Python 3: should we apply unicode_literals everywhere?

1,444 views
Skip to first unread message

Aymeric Augustin

unread,
Aug 21, 2012, 6:46:47 AM8/21/12
to django-d...@googlegroups.com
Hello,

The first steps of porting Django to Python 3 was to switch on
unicode_literals, as explained here [1]. This change was discussed in
ticket #18269 [2] and committed in changeset 4a103086d5 [3].

This changeset added `from __future__ import unicode_literals` only
where necessary, ie. in modules that contained explicit unicode
literals. This choice absolutely makes sense. Switching
unicode_literals on everywhere in Django would have resulted in tons
of b"" prefixes and/or in an incredible number of changes. Both
options were unrealistic.

However, it has an unfortunate side effect. In master, some modules
have unicode_literals and others don't. I find myself constantly
checking which mode is in effect.

So we have two options at this point.

(1) The status quo

Pros:
- less work in the short term
- avoiding the cons of solution (2)

Cons:
- check-top-of-file syndrom
- different behavior in Python 2 and Python 3 in some modules
- different behavior between some modules and others (eg.
moving code isn't safe)
- cognitive overhead

(2) Progressively turn unicode_literals on throughout the codebase. If
we do it in small steps, it becomes easier to ensure that the change
from str literals to unicode literals doesn't result in regressions on
Python 2. That's how we handled the entire Python 3 port and it worked
well — several regressions were quickly caught and fixed.

Pros:
- consistent codebase, easier to maintain in the long term
- avoiding the cons of solution (1)

Cons:
- "native strings" have to be expressed as str("...") in
modules that need them
- more changes, higher risk of regressions on Python 2

In my opinion, option (2) is a logical move at this point. However I
believe it deserves a public discussion (or at least an explanation).

# # # # # # #

▶ _TO DO_:
1. According to the unicode_literals post, which changeset committed the switch to unicode_literals?
2. Pick up the unicode_literals post after its last sentence and keep writing it.

▶ _PROVIDED DATA_:
# # # # # # #

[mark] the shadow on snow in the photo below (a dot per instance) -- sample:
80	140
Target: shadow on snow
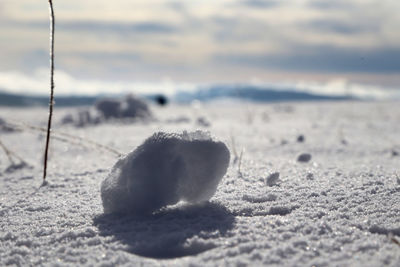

# # # # # # #

▶ _ANSWERS PER TASK_:
1. Changeset 4a103086d5.

2.
What do you think?

Best regards,

--
Aymeric.


[1] https://docs.djangoproject.com/en/dev/topics/python3/#unicode-literals
[2] https://code.djangoproject.com/ticket/18269
[3] https://github.com/django/django/commit/4a103086d5c67fa4fcc53c106c9fdf644c742dd8

Anssi Kääriäinen

unread,
Aug 21, 2012, 7:02:37 AM8/21/12
to Django developers
On 21 elo, 13:46, Aymeric Augustin
I did some benchmark runs some time ago, and it seems the
unicode_literals caused a small performance regression in many
queryset related benchmarks. The only one I have available is this:
http://users.tkk.fi/~akaariai/djbench/queryannotate.html

I remembered doing the benchmarks when reading this post, and thought
to mention this. The regression is small and I don't have any ideas
how to solve them. It might be it is just a testing artefact. So, this
is in no way a complaint against unicode_literals, just something I
though to share.

BTW if there happens to be some unused hardware available I could
automate such benchmarks as above. The hardware needs to be dedicated,
and a virtual machine will not do. Benchmarking on shared/virtual
machine will lead to inaccurate results. However the performance of
the HW isn't important at all, actually an older machine might be
better for this purpose...

For the actual question: I vote we move every non-empty file to
unicode_literals. If we use smaller steps we can bisect breakages
easier.

- Anssi

Daniel Sokolowski

unread,
Aug 21, 2012, 9:50:13 AM8/21/12
to django-d...@googlegroups.com
Hi Aymeric, I prefer the eventual resulting consistency of option 2 and
less gotchas when coding; thanks for asking.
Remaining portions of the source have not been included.